• **Task description**:
How many of the lines below hold the string "JSON"? Say only the number.
-------------------------
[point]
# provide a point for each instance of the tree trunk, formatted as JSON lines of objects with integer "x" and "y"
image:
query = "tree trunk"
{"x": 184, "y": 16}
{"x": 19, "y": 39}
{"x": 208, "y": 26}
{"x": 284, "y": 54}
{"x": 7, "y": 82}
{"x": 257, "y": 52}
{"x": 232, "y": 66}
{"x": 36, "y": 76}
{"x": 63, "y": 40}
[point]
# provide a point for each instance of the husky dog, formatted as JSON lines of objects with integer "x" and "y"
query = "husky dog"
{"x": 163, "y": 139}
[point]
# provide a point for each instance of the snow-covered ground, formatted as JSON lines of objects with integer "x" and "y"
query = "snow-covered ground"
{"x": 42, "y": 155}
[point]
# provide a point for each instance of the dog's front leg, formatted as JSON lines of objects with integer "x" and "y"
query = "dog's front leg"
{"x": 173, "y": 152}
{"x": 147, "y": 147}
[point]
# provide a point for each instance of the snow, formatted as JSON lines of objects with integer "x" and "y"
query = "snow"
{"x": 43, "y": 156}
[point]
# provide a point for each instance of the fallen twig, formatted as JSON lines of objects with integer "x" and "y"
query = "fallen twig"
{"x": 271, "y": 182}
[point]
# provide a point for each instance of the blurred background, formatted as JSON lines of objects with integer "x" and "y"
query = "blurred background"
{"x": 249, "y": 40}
-------------------------
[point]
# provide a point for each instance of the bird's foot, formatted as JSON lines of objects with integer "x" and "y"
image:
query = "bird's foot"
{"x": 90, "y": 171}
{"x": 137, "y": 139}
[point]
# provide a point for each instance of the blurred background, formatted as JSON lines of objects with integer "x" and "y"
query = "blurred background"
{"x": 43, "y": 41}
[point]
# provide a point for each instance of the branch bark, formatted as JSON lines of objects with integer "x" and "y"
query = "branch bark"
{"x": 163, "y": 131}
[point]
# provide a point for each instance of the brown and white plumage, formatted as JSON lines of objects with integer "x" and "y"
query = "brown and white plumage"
-------------------------
• **Answer below**:
11